(TEXT):
• • • • • • •

Quality statement 2: Senior review and antibiotic treatment

Quality statement

People with suspected sepsis in acute hospital settings and at least 1 of the criteria indicating high risk of severe illness or death, have the first dose of intravenous antibiotics and a review by a senior clinical decision-maker within 1 hour of risk being stratified.

Rationale

Sepsis is a medical emergency and needs urgent senior review to identify the source of infection and ensure that people receive appropriate treatment. A senior decision-maker is also more likely to recognise if there is another potential cause for the person's severe illness. For people at high risk of severe illness or death from sepsis, the clinical benefits of having the first dose of intravenous antibiotics within an hour outweigh any risks associated with possible antimicrobial resistance.

Quality measures

Structure

a) Evidence of local arrangements to ensure urgent assessment mechanisms are in place to deliver antibiotics to people with suspected sepsis in acute hospital settings within 1 hour of any high risk criteria of severe illness or death from sepsis being identified.

Data source: Local data collection.

b) Evidence of local arrangements for a senior clinical decision-maker to be available within 1 hour for people with suspected sepsis in acute hospital settings and at least 1 of the criteria indicating high risk of severe illness or death from sepsis.

Data source: Local data collection.

Process

a) Proportion of people with suspected sepsis in acute hospital settings and at least 1 of the criteria indicating high risk of severe illness or death from sepsis who receive the first dose of intravenous antibiotics within 1 hour of risk being stratified.

• • • • • • •

(DATASET CONTENT):

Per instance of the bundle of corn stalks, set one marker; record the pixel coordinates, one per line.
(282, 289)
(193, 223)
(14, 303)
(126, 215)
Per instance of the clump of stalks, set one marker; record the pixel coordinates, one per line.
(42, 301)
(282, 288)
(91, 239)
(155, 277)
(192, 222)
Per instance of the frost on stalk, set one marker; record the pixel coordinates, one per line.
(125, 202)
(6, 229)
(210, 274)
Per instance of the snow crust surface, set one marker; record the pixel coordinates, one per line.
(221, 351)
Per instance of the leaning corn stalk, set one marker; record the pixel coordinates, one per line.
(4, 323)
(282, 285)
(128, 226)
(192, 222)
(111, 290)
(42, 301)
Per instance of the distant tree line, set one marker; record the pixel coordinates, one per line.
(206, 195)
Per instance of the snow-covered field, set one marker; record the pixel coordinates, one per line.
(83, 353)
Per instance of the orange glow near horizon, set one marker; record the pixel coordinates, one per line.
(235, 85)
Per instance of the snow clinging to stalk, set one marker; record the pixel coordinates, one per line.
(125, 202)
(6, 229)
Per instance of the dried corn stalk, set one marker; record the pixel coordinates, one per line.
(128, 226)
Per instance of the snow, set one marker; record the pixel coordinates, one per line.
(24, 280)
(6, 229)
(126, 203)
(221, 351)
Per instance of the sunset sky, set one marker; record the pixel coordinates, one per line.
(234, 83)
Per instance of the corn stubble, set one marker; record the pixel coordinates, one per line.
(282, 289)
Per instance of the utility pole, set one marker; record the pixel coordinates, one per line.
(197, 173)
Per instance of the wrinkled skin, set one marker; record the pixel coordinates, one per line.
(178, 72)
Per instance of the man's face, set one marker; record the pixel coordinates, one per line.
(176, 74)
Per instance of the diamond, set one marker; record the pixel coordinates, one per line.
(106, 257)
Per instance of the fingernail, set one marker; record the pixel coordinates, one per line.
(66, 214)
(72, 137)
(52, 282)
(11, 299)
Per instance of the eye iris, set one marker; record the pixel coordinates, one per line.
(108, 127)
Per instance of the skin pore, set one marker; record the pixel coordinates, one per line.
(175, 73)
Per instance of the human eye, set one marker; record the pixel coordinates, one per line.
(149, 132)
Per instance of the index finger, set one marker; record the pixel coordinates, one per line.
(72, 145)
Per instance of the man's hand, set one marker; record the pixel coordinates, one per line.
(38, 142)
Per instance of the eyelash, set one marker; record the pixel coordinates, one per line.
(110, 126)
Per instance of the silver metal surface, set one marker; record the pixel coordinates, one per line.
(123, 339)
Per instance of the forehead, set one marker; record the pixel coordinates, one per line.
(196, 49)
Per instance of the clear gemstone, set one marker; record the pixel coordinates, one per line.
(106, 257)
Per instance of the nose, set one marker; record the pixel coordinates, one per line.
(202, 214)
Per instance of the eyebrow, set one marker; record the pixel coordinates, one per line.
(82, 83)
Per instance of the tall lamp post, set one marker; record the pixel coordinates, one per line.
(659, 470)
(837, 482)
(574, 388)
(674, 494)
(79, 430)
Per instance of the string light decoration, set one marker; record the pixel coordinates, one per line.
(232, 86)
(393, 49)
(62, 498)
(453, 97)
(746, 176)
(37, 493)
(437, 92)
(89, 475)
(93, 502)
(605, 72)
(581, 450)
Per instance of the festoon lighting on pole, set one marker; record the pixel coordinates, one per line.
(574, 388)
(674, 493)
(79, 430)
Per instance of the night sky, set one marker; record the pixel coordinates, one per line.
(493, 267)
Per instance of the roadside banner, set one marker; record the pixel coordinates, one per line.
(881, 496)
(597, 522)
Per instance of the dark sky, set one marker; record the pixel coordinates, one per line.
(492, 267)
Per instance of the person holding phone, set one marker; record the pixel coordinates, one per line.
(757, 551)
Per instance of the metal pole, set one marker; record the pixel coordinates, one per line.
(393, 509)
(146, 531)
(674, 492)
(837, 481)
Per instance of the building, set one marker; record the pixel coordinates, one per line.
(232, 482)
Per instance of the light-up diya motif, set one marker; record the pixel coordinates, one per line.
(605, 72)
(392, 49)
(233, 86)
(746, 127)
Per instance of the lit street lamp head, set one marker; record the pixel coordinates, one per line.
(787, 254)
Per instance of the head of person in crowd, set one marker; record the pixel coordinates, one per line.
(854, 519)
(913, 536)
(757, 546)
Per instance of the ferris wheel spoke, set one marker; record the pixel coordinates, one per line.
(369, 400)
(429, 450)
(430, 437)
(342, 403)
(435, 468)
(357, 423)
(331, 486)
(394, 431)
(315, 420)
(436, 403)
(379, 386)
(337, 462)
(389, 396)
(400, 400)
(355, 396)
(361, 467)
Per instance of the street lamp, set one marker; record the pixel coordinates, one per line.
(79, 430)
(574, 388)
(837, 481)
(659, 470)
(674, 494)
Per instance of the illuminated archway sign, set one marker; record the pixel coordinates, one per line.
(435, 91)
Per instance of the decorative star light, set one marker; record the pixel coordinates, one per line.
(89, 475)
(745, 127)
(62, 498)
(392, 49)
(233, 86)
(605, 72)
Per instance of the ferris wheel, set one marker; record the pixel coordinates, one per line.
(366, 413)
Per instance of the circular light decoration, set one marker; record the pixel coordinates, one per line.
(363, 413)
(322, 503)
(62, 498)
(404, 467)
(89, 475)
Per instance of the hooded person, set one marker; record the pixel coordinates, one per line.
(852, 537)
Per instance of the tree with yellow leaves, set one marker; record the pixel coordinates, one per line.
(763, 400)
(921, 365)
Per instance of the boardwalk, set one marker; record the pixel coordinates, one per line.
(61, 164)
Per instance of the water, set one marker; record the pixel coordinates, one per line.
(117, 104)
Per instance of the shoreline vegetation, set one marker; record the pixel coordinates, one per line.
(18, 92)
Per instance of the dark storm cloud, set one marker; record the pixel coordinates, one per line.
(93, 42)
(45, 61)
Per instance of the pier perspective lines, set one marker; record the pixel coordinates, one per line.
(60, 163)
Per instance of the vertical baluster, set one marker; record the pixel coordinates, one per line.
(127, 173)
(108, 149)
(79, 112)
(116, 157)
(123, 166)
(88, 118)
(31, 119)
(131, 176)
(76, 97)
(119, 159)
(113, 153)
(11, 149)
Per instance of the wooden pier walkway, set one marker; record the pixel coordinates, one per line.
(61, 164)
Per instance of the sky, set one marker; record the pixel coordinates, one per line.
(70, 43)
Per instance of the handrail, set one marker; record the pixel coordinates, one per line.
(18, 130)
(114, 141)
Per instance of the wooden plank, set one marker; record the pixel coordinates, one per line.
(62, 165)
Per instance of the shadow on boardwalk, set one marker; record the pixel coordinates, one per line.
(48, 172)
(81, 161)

• • • • • • •

(ASSIGNMENT 1): In the sepsis quality statement, copy the passage that begins at the words "a) Evidence of" and stops after "death from sepsis.".
(ASSIGNMENT 2): According to the sepsis quality statement, why should people at high risk of severe illness or death receive the first dose of intravenous antibiotics within an hour, despite the possibility of antimicrobial resistance?
(ASSIGNMENT 3): Can you write what comes next in the sepsis quality statement, picking up after its last sentence?

(RESULT 1):
a) Evidence of local arrangements to ensure urgent assessment mechanisms are in place to deliver antibiotics to people with suspected sepsis in acute hospital settings within 1 hour of any high risk criteria of severe illness or death from sepsis being identified.

Data source: Local data collection.

b) Evidence of local arrangements for a senior clinical decision-maker to be available within 1 hour for people with suspected sepsis in acute hospital settings and at least 1 of the criteria indicating high risk of severe illness or death from sepsis.

(RESULT 2): For people at high risk of severe illness or death from sepsis, the clinical benefits of having the first dose of intravenous antibiotics within an hour outweigh any risks associated with possible antimicrobial resistance.

(RESULT 3):
Numerator – the number in the denominator who receive the first dose of intravenous antibiotics within 1 hour of risk being stratified.

Denominator – the number of people with suspected sepsis in acute hospital settings and at least 1 of the criteria indicating high risk of severe illness or death from sepsis.

Data source: Local data collection, for example, using local prescribing data.

b) Proportion of people with suspected sepsis in acute hospital settings and at least 1 of the criteria indicating high risk of severe illness or death from sepsis who have a review by a senior clinical decision-maker within 1 hour of risk being stratified.

Numerator – the number in the denominator who have a review by a senior clinical decision-maker within 1 hour of risk being stratified.

Denominator – the number of people with suspected sepsis in acute hospital settings and at least 1 of the criteria indicating high risk of severe illness or death from sepsis.

Data source: Local data collection.

c) The percentage of people who were diagnosed with sepsis in emergency departments and acute inpatient services and received intravenous antibiotics within 1 hour of diagnosis.

Numerator – the number in the denominator who received intravenous antibiotics within 1 hour of diagnosis.

Denominator – the number of people who were diagnosed with sepsis in emergency departments and acute inpatient services.

Data source: This is taken directly from NHS England's National 2017/19 CQUIN.

Outcome

Rates of in-hospital mortality for people with sepsis.

Data source: Local data collection, for example, using Hospital Episode Statistics and Office for National Statistics mortality database.

What the quality statement means for different audiences

Service providers (secondary care services) ensure that a senior clinical decision-maker is available to review the care of people with suspected sepsis and at least 1 of the criteria indicating high risk of severe illness or death within 1 hour of risk being stratified. Mechanisms should also be in place to give the first dose of intravenous antibiotics within 1 hour of any high-risk criteria being identified.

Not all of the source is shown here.